Recorded information
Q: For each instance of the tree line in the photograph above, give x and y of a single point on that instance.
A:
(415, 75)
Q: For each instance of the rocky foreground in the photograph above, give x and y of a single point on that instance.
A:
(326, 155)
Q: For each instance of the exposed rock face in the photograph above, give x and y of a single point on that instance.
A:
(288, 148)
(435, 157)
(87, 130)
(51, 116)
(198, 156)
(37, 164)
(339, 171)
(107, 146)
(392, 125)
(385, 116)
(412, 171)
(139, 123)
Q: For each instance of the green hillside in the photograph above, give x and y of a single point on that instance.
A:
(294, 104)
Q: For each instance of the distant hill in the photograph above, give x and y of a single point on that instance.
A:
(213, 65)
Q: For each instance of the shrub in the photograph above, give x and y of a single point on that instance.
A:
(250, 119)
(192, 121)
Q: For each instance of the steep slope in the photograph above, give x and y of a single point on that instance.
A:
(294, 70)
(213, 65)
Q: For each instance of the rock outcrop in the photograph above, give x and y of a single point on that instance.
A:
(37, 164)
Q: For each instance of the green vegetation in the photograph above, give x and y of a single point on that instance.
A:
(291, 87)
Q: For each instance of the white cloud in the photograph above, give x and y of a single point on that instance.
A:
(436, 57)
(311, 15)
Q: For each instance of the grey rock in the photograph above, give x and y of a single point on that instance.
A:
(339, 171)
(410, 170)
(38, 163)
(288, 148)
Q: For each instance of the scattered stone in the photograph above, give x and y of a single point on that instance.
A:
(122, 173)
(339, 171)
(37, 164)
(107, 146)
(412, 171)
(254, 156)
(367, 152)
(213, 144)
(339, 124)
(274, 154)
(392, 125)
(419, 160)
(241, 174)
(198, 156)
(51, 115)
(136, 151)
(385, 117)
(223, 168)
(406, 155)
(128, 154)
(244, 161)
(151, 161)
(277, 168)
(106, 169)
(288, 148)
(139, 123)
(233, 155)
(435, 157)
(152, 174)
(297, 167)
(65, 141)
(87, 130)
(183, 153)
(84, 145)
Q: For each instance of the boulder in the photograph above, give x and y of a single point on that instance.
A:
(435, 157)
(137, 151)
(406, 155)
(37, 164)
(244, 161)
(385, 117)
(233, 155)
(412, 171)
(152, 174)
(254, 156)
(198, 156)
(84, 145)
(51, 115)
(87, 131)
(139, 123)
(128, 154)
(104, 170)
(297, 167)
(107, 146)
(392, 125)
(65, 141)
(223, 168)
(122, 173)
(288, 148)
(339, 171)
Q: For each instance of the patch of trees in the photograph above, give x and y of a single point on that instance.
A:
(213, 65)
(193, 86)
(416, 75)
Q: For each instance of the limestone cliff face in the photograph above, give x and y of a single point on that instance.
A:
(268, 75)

...

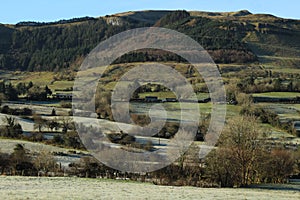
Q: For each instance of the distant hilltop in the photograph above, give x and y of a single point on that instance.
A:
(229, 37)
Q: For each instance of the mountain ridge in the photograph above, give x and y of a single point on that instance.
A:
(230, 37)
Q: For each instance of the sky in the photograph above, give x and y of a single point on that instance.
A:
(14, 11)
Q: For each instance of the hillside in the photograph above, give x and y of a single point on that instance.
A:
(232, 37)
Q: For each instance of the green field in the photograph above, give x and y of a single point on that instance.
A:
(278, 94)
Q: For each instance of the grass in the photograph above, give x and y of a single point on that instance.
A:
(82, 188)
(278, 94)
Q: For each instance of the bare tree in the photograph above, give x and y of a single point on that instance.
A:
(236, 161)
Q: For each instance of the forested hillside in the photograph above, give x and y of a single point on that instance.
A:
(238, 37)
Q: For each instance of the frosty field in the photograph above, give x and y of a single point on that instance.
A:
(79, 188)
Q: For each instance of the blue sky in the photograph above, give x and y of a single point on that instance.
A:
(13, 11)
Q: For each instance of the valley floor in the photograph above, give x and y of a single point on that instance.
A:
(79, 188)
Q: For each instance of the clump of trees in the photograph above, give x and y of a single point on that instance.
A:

What you should do
Your response should be the lines of the entries above that include the string "green".

Answer area
Q: For each instance of the green hillside in the photograph above, give x and y of a single point on that instance.
Q: For each instance of the green vegetation in the photograph above, give x and y of a single point on that instance.
Q: For each instance of the green field in the photograph above, give x and y of a single point on that instance.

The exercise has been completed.